Copy exactly, and only, the lines from the line containing "the white sneaker" through the last line of the records below, both included.

Image point annotation entries:
--- begin ---

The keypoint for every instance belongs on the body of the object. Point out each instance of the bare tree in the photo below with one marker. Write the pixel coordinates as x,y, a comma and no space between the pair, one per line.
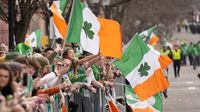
23,12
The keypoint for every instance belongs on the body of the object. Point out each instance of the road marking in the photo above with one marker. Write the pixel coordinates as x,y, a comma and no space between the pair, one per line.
192,88
189,82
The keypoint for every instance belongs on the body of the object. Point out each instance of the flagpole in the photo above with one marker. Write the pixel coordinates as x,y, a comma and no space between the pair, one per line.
73,1
124,48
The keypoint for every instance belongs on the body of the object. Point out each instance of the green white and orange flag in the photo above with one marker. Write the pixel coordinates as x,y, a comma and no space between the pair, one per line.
111,103
110,38
34,39
149,36
59,23
140,66
164,61
83,28
152,104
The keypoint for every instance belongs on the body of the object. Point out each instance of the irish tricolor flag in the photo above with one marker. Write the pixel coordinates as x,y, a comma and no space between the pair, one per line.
83,28
60,26
34,39
140,66
149,36
152,104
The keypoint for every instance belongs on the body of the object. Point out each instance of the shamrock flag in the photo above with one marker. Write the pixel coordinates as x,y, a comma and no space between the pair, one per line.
59,23
152,104
34,39
23,49
140,66
83,28
149,36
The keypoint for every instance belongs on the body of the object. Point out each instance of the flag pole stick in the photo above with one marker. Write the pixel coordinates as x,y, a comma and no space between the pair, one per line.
67,29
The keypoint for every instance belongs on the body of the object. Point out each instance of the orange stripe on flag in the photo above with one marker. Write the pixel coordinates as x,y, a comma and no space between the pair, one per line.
164,61
154,40
154,84
110,38
59,21
113,107
147,109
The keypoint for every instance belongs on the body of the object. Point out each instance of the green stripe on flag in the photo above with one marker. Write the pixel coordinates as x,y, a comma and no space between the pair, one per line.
63,4
147,33
131,97
158,104
38,36
132,56
75,22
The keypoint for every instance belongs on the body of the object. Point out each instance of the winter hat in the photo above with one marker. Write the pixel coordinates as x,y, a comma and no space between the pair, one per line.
42,61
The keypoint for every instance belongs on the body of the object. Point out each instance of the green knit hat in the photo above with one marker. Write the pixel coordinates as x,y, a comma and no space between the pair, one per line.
11,56
43,61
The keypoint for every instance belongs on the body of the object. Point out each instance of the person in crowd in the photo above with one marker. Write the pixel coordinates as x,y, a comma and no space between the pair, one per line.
184,53
189,52
176,56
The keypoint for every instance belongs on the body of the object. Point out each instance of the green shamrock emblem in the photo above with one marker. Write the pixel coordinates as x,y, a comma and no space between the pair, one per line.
143,69
32,40
87,28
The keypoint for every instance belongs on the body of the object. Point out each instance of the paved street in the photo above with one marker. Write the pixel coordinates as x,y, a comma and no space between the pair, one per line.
184,92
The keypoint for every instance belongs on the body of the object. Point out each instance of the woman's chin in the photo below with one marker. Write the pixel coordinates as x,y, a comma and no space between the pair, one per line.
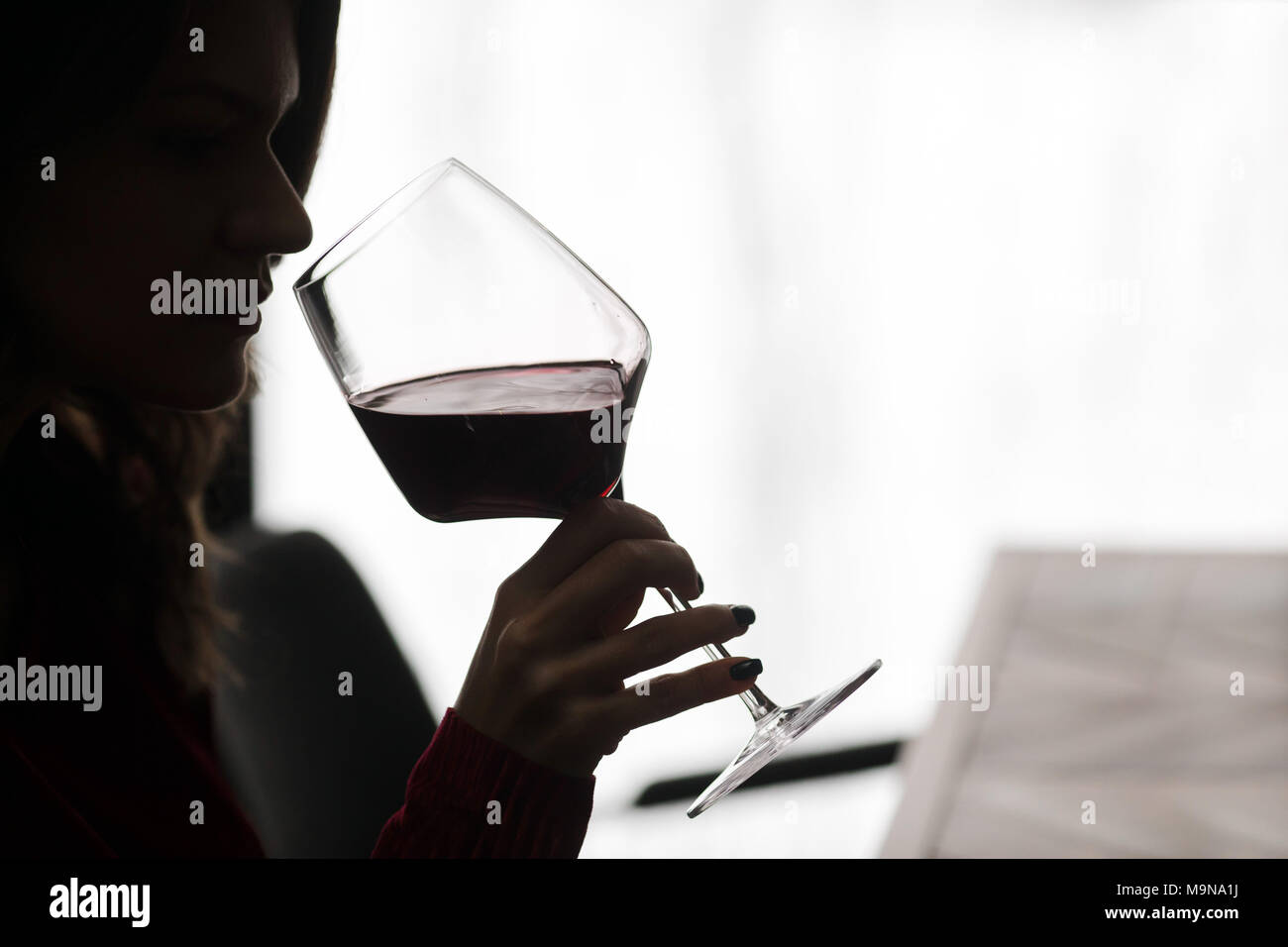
206,386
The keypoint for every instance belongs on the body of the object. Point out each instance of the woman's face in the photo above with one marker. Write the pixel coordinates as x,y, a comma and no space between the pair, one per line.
187,180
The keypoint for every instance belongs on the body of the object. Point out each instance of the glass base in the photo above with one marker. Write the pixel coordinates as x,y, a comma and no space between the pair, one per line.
774,733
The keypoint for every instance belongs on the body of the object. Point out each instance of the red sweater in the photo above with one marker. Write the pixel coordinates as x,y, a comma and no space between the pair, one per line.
121,780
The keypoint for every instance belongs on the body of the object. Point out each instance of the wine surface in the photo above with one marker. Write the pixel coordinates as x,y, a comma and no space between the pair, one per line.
520,441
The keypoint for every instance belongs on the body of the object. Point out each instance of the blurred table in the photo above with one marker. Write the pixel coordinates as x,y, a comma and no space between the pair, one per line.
1111,696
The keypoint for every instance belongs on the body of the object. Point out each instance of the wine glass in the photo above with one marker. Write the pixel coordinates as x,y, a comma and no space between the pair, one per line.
496,375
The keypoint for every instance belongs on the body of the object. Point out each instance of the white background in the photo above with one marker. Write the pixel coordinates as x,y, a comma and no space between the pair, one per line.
922,278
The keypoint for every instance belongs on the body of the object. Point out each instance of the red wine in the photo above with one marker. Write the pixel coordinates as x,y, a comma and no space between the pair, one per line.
522,441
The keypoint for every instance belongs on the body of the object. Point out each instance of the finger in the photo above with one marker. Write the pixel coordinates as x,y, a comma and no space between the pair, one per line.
653,643
576,607
585,531
622,615
669,694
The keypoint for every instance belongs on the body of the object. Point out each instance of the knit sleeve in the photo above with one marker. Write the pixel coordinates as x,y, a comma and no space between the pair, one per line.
471,796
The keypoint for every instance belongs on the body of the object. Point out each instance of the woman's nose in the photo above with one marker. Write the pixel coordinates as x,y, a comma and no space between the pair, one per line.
269,218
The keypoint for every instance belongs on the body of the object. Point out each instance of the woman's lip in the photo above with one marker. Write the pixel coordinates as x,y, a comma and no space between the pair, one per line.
233,320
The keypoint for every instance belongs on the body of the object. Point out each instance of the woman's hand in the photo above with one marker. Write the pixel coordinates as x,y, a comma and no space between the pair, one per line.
546,678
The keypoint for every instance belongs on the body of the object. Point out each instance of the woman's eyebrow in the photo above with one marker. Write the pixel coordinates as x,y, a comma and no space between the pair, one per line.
235,99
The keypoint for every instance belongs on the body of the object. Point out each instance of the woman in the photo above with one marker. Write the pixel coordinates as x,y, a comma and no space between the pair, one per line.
180,137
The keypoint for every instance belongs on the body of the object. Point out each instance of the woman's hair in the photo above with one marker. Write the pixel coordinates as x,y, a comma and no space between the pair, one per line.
78,548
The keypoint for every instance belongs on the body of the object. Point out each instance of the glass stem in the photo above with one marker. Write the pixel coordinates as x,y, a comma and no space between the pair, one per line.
755,698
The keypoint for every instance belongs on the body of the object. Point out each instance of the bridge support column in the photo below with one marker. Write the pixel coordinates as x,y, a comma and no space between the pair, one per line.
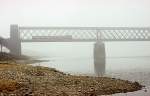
15,42
99,58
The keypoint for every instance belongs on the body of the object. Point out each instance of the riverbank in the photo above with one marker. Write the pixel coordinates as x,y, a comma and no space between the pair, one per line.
42,81
27,80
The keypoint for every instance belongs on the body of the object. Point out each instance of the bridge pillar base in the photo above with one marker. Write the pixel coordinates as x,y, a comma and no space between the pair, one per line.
15,42
99,58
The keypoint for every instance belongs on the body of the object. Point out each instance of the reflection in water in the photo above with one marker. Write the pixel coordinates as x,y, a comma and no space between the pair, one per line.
77,58
99,58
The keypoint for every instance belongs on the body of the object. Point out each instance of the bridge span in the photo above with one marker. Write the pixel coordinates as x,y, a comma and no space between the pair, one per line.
20,34
99,35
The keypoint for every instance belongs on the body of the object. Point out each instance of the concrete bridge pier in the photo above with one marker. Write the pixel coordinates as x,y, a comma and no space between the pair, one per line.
15,42
99,58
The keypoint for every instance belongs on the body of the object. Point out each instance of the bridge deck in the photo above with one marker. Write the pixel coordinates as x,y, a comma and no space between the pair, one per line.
84,34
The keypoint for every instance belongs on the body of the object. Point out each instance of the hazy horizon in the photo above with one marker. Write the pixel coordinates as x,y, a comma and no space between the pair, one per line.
93,13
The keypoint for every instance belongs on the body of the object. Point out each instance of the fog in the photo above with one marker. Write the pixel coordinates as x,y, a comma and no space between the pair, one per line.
95,13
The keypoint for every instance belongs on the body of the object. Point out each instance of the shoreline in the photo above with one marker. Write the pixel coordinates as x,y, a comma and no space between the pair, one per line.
63,81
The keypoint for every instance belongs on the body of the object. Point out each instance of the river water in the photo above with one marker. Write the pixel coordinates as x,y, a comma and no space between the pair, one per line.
125,60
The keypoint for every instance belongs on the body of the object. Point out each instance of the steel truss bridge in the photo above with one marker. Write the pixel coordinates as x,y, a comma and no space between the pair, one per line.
83,34
20,34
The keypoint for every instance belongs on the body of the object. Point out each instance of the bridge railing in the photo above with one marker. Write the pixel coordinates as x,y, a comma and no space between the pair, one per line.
85,33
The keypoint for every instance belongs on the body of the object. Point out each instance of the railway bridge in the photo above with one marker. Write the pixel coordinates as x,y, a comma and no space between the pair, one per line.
99,35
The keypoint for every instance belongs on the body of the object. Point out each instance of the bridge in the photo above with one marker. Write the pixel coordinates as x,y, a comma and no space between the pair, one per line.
99,35
20,34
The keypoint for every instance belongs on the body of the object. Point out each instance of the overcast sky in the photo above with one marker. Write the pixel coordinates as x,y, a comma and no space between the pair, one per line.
73,13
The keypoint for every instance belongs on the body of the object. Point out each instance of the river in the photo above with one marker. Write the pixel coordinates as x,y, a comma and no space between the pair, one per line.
125,60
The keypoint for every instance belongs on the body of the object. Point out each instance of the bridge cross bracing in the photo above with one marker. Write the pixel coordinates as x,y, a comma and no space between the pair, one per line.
83,34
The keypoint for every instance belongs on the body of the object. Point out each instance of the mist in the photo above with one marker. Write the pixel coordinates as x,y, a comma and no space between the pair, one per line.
96,13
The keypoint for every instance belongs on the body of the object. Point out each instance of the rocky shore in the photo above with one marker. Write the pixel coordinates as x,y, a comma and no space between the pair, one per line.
27,80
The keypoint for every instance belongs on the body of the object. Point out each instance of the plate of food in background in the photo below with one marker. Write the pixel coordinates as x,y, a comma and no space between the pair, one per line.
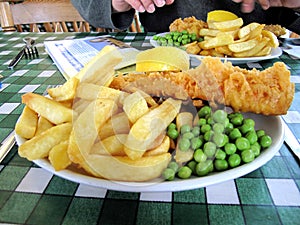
229,40
110,112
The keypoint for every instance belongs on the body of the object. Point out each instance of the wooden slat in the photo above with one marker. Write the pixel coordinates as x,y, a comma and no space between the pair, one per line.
51,13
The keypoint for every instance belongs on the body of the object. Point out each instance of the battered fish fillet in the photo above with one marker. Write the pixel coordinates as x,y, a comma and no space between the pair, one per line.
190,24
267,92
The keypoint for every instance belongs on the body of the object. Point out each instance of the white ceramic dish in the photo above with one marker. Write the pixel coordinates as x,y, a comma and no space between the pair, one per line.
272,125
275,53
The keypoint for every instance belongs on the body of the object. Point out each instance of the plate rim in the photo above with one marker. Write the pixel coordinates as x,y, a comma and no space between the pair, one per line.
275,52
159,185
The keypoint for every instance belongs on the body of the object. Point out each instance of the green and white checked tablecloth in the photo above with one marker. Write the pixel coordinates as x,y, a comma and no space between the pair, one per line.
31,195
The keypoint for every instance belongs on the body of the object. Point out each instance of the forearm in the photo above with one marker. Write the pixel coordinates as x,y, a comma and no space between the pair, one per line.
99,14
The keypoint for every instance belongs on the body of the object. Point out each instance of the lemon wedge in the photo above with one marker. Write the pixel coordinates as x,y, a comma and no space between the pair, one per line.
220,15
162,58
274,43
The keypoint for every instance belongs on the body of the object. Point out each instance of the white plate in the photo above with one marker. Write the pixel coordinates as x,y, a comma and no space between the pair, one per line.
275,53
272,125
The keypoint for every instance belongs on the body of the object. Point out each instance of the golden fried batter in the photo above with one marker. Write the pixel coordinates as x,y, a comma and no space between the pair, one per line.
190,24
275,29
267,92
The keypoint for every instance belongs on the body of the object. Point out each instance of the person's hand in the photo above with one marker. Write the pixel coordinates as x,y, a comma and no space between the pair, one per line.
247,6
139,5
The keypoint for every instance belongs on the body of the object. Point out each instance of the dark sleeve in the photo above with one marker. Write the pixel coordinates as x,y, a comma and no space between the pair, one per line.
99,14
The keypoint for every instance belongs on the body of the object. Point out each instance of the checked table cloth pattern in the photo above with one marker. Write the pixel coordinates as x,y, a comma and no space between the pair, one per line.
31,195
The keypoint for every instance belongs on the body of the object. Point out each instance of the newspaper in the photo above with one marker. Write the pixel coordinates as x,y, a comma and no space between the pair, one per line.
70,56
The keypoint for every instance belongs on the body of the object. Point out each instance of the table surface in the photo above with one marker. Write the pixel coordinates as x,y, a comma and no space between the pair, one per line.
31,195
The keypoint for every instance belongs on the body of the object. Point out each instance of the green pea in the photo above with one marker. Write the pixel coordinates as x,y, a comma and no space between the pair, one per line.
234,160
196,143
234,134
196,131
172,126
242,143
265,141
220,154
184,41
205,110
209,149
174,166
204,128
218,127
260,133
194,37
175,37
192,165
184,144
199,156
209,120
173,133
188,135
155,37
185,128
219,116
168,174
221,164
255,148
249,121
230,148
179,39
252,137
208,135
203,168
237,120
245,128
220,139
228,128
247,156
170,42
185,36
201,121
184,172
168,36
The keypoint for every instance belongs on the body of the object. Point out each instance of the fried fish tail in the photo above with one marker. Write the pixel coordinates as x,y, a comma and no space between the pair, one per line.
268,92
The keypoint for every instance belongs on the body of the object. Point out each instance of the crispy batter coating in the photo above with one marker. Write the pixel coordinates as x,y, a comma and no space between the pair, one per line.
267,92
190,24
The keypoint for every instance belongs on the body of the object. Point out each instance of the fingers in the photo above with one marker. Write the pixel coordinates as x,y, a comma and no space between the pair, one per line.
148,5
169,2
248,6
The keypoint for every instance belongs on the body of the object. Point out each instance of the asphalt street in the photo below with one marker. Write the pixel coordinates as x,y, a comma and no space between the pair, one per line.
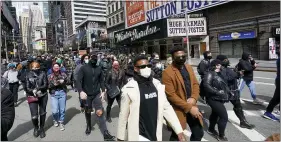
75,123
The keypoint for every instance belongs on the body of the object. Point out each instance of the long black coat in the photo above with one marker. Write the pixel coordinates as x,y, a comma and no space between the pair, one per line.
7,112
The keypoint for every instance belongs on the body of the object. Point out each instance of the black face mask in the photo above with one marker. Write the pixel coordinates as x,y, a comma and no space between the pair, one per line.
225,63
36,71
93,62
209,57
180,60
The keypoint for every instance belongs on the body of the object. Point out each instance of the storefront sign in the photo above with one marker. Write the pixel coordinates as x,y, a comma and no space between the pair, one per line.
272,49
237,35
135,12
134,34
276,31
138,13
177,27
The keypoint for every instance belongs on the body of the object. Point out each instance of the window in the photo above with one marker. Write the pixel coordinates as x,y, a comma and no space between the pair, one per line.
122,16
113,20
109,21
90,11
117,18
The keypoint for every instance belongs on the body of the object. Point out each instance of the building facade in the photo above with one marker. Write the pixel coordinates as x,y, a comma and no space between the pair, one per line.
115,19
245,28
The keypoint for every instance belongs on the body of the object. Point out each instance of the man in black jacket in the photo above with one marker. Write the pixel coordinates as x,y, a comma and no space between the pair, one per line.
231,77
7,112
247,65
90,85
203,68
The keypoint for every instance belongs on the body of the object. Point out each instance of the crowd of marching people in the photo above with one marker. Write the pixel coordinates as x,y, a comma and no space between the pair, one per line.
148,91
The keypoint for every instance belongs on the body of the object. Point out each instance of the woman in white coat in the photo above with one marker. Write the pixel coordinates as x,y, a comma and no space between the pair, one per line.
144,106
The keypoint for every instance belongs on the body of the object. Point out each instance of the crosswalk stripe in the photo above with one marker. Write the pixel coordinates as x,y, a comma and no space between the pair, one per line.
252,135
248,100
188,133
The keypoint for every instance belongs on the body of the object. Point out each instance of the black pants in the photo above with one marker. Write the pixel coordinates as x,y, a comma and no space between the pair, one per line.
41,103
218,116
276,97
14,88
195,127
111,101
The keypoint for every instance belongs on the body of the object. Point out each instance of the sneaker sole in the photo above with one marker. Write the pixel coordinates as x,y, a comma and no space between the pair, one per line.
269,118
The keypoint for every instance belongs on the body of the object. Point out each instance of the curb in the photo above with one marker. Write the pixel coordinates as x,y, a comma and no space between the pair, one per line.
258,69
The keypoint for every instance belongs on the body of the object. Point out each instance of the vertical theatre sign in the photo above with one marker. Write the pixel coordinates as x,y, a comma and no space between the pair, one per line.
196,26
140,12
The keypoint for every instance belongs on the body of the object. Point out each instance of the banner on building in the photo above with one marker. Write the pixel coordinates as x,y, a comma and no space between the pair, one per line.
272,49
142,12
177,27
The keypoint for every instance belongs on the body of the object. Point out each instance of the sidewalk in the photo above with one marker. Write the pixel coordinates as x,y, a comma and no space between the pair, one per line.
267,66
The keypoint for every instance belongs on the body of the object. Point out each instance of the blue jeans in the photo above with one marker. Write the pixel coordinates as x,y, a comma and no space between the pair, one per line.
58,103
251,86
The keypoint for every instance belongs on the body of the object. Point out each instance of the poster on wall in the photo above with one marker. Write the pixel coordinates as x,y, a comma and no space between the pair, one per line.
142,12
177,27
272,49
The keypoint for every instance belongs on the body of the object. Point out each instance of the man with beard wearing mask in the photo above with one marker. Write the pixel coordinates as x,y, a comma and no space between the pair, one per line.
231,77
144,106
247,65
182,90
276,97
202,69
90,85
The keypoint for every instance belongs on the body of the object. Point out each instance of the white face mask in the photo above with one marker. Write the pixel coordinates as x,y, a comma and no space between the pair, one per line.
146,72
86,61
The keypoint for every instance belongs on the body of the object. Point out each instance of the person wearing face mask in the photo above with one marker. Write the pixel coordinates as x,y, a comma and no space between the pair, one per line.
144,106
182,90
217,93
157,67
37,85
113,82
203,68
13,78
276,97
247,65
57,81
84,60
231,77
90,85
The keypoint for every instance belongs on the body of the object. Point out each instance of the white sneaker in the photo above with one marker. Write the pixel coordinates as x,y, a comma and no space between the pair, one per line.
62,128
56,124
257,102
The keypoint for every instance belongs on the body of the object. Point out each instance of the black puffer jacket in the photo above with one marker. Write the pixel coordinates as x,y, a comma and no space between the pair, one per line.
204,66
213,84
36,81
231,77
247,66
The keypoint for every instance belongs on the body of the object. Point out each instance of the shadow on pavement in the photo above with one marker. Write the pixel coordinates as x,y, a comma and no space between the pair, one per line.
265,98
20,130
248,105
69,114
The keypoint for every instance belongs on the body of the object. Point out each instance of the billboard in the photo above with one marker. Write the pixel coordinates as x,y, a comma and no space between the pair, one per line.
142,12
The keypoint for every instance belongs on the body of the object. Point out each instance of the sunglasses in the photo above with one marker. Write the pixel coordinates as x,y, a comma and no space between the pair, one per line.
144,66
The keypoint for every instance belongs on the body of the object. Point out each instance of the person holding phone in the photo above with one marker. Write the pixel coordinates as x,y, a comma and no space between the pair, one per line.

--- end ---

* _Exercise answer_
The keypoint for every instance belongs on the body of the object. Point out each instance of the white sneaker in the photo above with one marker. Write the pixel coordinates as x,y, a comma and no space between the pair, one per line.
62,128
56,124
257,102
The keypoint for every instance belongs on the body of the object. Point out each instance of the black puffer jacket in the photo above with one marker. Write the pixel coordinates as x,y, a comma and no space between the pair, one per line.
204,66
213,84
36,81
231,77
247,66
The keypoint for every instance belongs on the body of the object. Point out each instance of the shadow on pavement in the photo above with one marker. Write the pixel coordinates as x,y, a comma and no space between the pair, one per line.
265,98
20,130
248,105
69,114
The keypoint for every instance belongs on the body of the object. Point out each instance of the billboard in the photo above with one marker. Write the pixel coordinates as x,y, a comma and no space between the pair, one per line.
142,12
The keypoint for every instance belongs on the body of the object. Point out each instance of the sunglasses in the photo above with one marker. Write the pixel coordinates as x,y, a comma and no space between the pair, one per line.
144,66
The keypoint for every instance belongs on the body of the object. Point out each instance of the person holding phone in the photo above with one marker. Write the pixel coordinates as x,y, a comma and no space between the pair, one per line.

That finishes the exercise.